• **Estratto**
★ ★ ★
# Justin Kluivert



## juventino (14 Aprile 2017)

Classe 1999, figlio d'arte di Patrick Kluivert (ex punta di Ajax, Milan e Barcellona), ruolo attaccante, all'occorrenza ala. Si tratta di uno dei nuovi talenti sfornati dal settore giovanile dei lancieri, da quest'anno stabilmente in prima squadra. La partita di ieri di Europa League, in cui ha servito l'assist a Klaassen per il 2-0, è soltanto l'ultima di una serie in cui sta cominciando ad imporsi tra i titolari. Ci si chiede cosa riserverà il futuro: seguirà le orme del padre facendo una carriera ad alti livelli o sarà un fuoco di paglia?


----------



## DMZtheRockBear (14 Aprile 2017)

Prendiamolo! magari ci va meglio di come ci è andata col padre!


----------



## Chrissonero (14 Aprile 2017)

Questo è un ragazzo del talento straordinario ma nel Ajax i due giocatori pronti per essere titolari nel Milan sono Klaassen e Dolberg.


----------



## ralf (14 Aprile 2017)




----------



## juventino (7 Maggio 2017)

Ho appena scoperto che il suo procuratore è Raiola. Mi sa che questo diventerà un'altra delle galline dalle uova d'oro del panzone.


----------



## ralf (26 Maggio 2017)
★ ★ ★
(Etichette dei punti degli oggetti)
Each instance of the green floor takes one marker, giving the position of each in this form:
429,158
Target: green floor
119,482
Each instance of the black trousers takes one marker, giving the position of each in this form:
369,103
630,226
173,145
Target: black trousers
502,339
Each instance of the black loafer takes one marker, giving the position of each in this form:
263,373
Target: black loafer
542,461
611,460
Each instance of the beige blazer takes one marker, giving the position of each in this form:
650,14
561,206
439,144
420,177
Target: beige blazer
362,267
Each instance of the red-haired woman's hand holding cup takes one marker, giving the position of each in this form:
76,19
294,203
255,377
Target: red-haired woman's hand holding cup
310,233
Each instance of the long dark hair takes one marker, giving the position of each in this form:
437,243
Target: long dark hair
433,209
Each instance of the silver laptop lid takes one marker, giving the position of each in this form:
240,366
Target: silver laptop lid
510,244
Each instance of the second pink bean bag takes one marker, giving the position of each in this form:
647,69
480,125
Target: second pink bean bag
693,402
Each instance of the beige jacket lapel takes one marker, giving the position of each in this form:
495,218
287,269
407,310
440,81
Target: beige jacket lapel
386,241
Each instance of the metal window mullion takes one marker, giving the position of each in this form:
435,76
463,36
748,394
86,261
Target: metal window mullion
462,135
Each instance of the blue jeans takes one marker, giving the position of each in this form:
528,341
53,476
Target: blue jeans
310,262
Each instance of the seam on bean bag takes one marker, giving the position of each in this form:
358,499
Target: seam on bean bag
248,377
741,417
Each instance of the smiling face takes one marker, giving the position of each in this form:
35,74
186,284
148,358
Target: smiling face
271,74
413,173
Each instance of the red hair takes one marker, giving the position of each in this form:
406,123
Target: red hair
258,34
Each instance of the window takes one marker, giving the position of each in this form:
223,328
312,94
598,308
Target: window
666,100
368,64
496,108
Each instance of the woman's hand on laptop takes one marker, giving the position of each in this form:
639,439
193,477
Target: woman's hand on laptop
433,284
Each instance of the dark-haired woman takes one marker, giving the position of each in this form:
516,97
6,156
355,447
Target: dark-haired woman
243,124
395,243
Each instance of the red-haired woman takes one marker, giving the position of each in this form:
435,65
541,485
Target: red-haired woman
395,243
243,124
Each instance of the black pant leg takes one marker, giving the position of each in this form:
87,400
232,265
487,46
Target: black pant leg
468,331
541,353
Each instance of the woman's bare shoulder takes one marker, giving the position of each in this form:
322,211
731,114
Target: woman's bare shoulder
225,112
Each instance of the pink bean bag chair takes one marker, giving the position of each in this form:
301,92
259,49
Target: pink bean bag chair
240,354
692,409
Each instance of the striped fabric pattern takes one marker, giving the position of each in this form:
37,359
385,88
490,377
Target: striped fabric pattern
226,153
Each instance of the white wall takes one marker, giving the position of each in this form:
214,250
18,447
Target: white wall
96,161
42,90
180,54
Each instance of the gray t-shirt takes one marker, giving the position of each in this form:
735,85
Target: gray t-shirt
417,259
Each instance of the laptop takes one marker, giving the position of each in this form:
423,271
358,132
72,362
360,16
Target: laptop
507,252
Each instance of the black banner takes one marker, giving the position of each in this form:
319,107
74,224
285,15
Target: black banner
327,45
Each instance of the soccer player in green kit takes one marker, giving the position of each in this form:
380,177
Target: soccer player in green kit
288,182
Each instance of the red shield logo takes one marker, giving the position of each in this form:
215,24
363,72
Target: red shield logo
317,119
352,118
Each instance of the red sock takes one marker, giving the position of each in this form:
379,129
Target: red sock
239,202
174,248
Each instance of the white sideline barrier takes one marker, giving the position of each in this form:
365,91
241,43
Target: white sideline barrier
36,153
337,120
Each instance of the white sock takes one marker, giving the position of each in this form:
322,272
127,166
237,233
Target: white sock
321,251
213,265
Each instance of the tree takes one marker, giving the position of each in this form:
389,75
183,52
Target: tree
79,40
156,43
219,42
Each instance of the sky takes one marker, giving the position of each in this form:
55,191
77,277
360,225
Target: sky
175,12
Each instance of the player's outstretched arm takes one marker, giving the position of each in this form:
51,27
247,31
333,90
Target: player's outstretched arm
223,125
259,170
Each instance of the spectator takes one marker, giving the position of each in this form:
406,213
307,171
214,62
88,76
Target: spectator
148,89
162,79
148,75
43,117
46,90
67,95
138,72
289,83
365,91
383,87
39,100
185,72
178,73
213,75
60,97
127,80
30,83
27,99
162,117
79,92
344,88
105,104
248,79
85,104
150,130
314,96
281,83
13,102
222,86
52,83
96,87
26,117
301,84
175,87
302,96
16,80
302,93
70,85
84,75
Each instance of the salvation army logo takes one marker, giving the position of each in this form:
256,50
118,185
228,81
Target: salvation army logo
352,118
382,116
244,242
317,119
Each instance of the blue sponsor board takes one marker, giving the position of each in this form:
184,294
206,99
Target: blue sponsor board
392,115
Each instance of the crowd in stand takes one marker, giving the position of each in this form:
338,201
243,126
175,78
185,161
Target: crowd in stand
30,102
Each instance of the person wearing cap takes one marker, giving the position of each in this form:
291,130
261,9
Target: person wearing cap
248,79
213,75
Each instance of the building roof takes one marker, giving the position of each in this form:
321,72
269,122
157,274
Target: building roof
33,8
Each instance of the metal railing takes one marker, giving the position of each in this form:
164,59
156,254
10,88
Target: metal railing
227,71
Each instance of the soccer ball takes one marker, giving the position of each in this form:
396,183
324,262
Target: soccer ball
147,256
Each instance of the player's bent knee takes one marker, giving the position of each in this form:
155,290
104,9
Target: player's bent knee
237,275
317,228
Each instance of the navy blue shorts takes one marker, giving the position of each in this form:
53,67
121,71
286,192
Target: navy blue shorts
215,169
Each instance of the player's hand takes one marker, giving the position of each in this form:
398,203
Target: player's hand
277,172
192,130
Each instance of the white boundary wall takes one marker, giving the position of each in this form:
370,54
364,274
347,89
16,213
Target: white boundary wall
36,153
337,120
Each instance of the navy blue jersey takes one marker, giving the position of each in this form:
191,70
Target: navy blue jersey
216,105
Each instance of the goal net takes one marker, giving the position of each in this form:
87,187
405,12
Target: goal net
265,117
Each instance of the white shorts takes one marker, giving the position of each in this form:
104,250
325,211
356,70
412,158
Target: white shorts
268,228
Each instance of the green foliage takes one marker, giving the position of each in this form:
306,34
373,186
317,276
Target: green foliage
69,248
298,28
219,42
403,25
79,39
★ ★ ★
• **Elenco dei compiti**
1. Come riscriveresti in un elenco puntato il paragrafo della discussione su Justin Kluivert che inizia con «Classe 1999, figlio d'arte», conservandone i fatti principali?
2. Riesci a riprendere la discussione su Justin Kluivert dal punto in cui si ferma?

• **Le risposte**
1.
- Nato nel 1999, è figlio di Patrick Kluivert, ex punta di Ajax, Milan e Barcellona.
- Gioca come attaccante e, all'occorrenza, come ala.
- È uno dei nuovi talenti usciti dal settore giovanile dei lancieri e da quest'anno è stabilmente in prima squadra.
- Nella partita di ieri di Europa League ha servito a Klaassen l'assist per il 2-0.
- Quella partita è l'ultima di una serie in cui sta cominciando a imporsi tra i titolari.
- Resta da capire se seguirà le orme del padre con una carriera ad alti livelli o se sarà un fuoco di paglia.

2.
juventino ha scritto:


> Ho appena scoperto che il suo procuratore è Raiola. Mi sa che questo diventerà un'altra delle galline dalle uova d'oro del panzone.



Hai sentito cosa gli ha detto Mourinho dopo la partita di Europa League?
I'm The Special One , I want you and you will be a special one.


----------



## juventino (26 Maggio 2017)

ralf ha scritto:


> Hai sentito cosa gli ha detto Mourinho dopo la partita di Europa League?
> I'm The Special One , I want you and you will be a special one.



La sua paraculaggine non finirà mai di stupirmi.


----------



## DMZtheRockBear (6 Dicembre 2017)

Ha fatto già una tripletta un paio di giornate fa in Olanda. E ha iniziato a giocare stabilmente tra i titolari oltre a timbrare il cartellino in quasi tutte le occasioni.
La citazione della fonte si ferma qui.